**** Supplied records ****

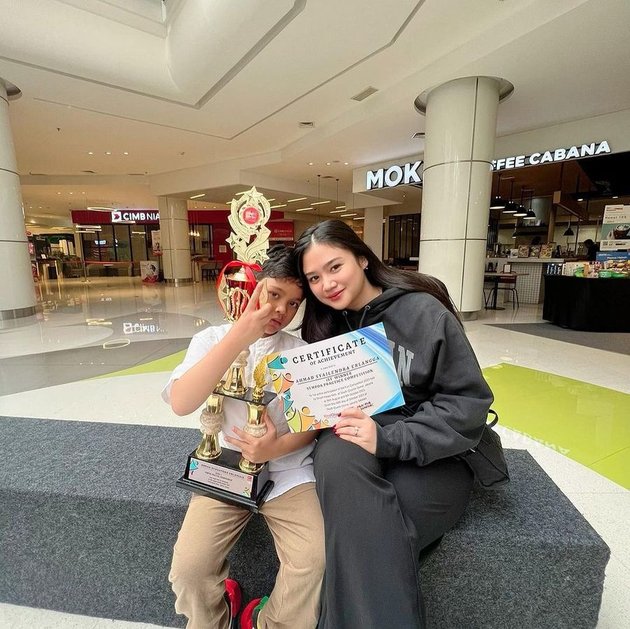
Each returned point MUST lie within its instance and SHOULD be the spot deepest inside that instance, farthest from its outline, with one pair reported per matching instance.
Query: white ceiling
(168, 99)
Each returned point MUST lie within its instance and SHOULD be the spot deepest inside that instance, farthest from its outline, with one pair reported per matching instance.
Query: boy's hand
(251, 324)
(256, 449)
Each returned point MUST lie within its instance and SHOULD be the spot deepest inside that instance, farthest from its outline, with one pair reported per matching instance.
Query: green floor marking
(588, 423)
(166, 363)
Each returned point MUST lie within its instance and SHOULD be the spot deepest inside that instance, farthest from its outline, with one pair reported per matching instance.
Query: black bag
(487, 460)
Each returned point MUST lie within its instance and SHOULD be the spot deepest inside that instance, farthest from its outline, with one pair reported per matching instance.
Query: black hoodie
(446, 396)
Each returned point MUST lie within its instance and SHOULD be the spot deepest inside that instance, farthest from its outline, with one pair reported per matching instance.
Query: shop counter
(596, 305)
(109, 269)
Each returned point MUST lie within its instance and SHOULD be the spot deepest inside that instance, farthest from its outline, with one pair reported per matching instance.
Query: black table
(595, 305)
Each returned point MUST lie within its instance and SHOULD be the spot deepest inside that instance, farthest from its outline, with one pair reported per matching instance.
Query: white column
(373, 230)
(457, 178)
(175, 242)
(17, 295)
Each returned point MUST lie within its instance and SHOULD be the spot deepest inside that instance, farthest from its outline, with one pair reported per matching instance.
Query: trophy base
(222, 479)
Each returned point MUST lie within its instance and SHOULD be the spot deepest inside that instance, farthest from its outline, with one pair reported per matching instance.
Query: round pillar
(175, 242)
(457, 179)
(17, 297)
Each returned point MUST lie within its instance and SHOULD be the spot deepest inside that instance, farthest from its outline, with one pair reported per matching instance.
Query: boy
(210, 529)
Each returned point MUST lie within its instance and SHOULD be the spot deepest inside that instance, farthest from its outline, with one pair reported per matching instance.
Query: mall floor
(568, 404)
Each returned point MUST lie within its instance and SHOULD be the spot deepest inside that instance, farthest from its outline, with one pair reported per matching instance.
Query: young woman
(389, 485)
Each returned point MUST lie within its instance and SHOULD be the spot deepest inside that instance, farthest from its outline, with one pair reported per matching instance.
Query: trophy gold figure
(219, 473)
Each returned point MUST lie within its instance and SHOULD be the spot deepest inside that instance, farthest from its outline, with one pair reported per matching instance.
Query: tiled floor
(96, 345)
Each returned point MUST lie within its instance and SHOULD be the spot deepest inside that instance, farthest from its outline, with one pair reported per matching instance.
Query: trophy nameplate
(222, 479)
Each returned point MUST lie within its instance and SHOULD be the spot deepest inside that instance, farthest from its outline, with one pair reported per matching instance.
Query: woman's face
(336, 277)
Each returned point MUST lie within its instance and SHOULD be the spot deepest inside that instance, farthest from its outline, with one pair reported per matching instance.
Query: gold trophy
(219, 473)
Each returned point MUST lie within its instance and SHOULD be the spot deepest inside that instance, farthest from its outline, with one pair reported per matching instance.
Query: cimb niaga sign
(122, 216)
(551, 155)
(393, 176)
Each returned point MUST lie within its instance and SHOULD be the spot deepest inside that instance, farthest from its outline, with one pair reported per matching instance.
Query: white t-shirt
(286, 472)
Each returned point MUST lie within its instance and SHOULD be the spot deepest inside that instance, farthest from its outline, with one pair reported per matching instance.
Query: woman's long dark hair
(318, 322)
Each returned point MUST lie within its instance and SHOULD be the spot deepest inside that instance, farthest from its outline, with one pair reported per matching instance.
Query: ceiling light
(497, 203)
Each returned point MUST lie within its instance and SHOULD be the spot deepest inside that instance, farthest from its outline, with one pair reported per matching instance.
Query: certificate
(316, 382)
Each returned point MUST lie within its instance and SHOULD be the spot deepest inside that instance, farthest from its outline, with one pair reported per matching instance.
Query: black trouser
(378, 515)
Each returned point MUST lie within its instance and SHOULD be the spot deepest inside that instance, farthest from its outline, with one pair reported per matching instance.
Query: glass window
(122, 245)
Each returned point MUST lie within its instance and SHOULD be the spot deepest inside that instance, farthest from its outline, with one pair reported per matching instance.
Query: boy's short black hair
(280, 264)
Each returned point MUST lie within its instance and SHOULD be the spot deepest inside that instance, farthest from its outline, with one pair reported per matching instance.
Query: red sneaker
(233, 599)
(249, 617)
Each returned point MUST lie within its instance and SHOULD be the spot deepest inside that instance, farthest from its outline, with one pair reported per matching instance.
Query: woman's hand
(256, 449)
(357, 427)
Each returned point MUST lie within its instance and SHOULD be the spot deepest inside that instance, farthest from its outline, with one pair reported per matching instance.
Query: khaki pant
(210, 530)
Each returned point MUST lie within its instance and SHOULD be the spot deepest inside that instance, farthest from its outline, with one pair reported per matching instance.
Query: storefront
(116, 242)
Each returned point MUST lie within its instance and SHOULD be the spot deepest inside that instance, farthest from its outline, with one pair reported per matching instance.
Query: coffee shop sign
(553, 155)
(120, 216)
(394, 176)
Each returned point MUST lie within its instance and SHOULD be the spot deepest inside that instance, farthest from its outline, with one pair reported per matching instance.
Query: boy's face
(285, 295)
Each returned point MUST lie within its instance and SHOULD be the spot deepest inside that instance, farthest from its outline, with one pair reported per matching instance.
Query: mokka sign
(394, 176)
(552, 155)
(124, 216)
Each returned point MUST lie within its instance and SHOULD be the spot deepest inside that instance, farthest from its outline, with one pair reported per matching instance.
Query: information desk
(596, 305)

****

#### Exercise goal
Without any of its pictures, the listing is to be repeated exactly as it stands.

#### Answer section
Each returned point MUST lie within its instance and SHOULD be the spot deepest inside that instance, farthest from its outline, with one pair reported per matching instance.
Query: white ceiling
(168, 99)
Each returned point MUST lie within its instance and SHOULD be the spot deepest inside that instance, farthest from its outline, with one pair reported per matching instance.
Query: boy's hand
(251, 324)
(256, 449)
Each returned point MUST lie within its instance and SHOULD be the spot deepest inside that instance, farthest from its outline, with one pair reported per matching instance.
Query: green floor marking
(588, 423)
(166, 363)
Each returned point MUST lie within its instance and SHOULD be the spot deepest inside that instance, farthest from its outline, with one pair reported per matching instance.
Query: black bag
(487, 460)
Each returned point MUST lie within its instance and SHOULD be the spot deepest inside that instance, farthest from its outline, with one pair reported per matching instance.
Query: black hoodie
(446, 396)
Each returned point MUST lie within its instance and SHOULD be the spot deepest inside that instance, farthest from its outline, with one pair reported per matching instance.
Query: shop counter
(596, 305)
(109, 269)
Each returned point MUST lie within its instance and SHOULD be the spot deepest inside that instance, farthest from its outline, with one pair reported per matching instance.
Query: black table
(595, 305)
Each returned point MUST lie within its instance and SHOULD be the spot deepest inside that instance, farthest from its outline, with one pair reported per matching instance.
Query: white column
(373, 230)
(457, 178)
(175, 242)
(17, 295)
Each returned point MUST lie within its instance and SHOULD be the spot deepest inside that instance, farthest from its outline, with one pair reported per matching instance.
Query: trophy base
(222, 479)
Each returned point MUST lie within its instance and SHOULD be the spot deepest inside that instance, farthest from its outline, with one pair reported per matching instance.
Query: round pillar
(175, 242)
(457, 179)
(17, 297)
Each returned point MUST lie within its instance and SHOULD be the spot deepest inside that instance, farthest from its outline, with one pair reported per matching instance.
Query: boy
(210, 529)
Each returned point MUST lie within its instance and SHOULD be the spot deepest inside that instance, farthest from its outline, with one pair reported per matching instance.
Query: mall floor
(568, 404)
Each returned point MUST lie within its instance and SHOULD be the spot deepest inside that instance, farthest from its outline, with one pair reported per matching instance.
Query: young woman
(389, 485)
Each returned point MUST lie within its instance and SHOULD be the spot deepest inside that instance, farthest from its outline, with one pair reported per matching instance.
Query: trophy gold figure
(219, 473)
Each returned point MUST lie within its instance and SHOULD be the spot deepest inside that instance, farthest from its outline, with one pair reported per matching instance.
Query: tiled floor
(96, 345)
Each returned point MUST lie within its instance and SHOULD be the spot deepest inside that instance, farthest from its outline, with one pair reported per matching instance.
Query: trophy nameplate
(222, 479)
Each returned point MUST lie within its instance and SHOULD be the spot deepest inside that instance, farthest from its outline, with one pair reported per matching instance.
Query: woman's face
(336, 277)
Each returned point MUST lie within its instance and SHOULD be the spot deepest inside that instance, farthest from its outline, with one pair reported per matching instance.
Query: gold trophy
(219, 473)
Each returned point MUST lie within its instance and SHOULD be the spot deepest inside that instance, farthest from its outline, with one pair reported per matching instance.
Query: cimb niaga sign
(122, 216)
(551, 155)
(393, 176)
Each returned point MUST lie within its instance and SHOULD be the spot deepest inside that instance, farthest from its outline, with one pair reported per matching instance.
Query: white t-shirt
(286, 472)
Each returned point MUST lie within its instance and SHOULD be the spot deepest inside that instance, farthest from its outline, with one pair reported per matching instance.
Query: woman's long dark hair
(318, 322)
Each returned point MUST lie within its instance and SHOULD be the spot deepest inside that instance, farthest from its outline, with one pair reported per matching instance.
Query: ceiling light
(497, 203)
Each returned point MUST lie within its instance and SHOULD be the spot deepest inside that instance, farthest from its outline, with one pair reported per matching instance.
Query: certificate
(316, 382)
Each returned point MUST lie within its instance and SHOULD be the spot deepest inside that instance, farthest from its outline, with one pair reported per matching instance.
Query: black trouser
(378, 515)
Each returned point MUST lie within its instance and SHOULD be the spot deepest inside that instance, farthest from its outline, with one pair reported per matching instance.
Query: glass window
(122, 245)
Each returned point MUST lie within its instance and SHOULD be the spot deepest inside that instance, farthest from its outline, with one pair reported per matching instance.
Query: boy's short black hair
(280, 264)
Each returned point MUST lie within its instance and SHOULD be the spot deepest inside that instance, farthest from its outline, with one pair reported per matching instance.
Query: red sneaker
(233, 599)
(249, 617)
Each returned point MUST lie within its instance and SHOULD be the spot deepest inside that instance, farthest from its outline, with one pair reported per matching instance.
Query: woman's hand
(256, 449)
(357, 427)
Each returned point MUST lie within its instance and SHOULD be the spot deepest inside that instance, farthest from its outline, with one pair reported per matching instance.
Query: khaki pant
(210, 530)
Each returned point MUST lie within its instance and SHOULD be the spot deepest inside that instance, farthest from its outline, with one pair reported per matching instance.
Query: storefront
(116, 242)
Each returned point MUST lie within its instance and SHOULD be the spot deepest inside that instance, farthest from its outline, with one pair reported per matching instance.
Query: coffee shop sign
(553, 155)
(120, 216)
(394, 176)
Each returned point MUST lie within its instance and SHOULD be the spot deepest inside that instance, farthest from its outline, with one pair reported per matching instance.
Query: boy's face
(285, 295)
Each returned point MUST lie within its instance and SHOULD be the spot deepest inside that instance, farthest from its outline, with one pair reported per matching instance.
Query: mokka sign
(394, 176)
(552, 155)
(124, 216)
Each returned point MUST lie within its instance and SHOULD be the spot deepest inside that instance, farthest from its outline, with one pair reported per matching instance.
Query: information desk
(596, 305)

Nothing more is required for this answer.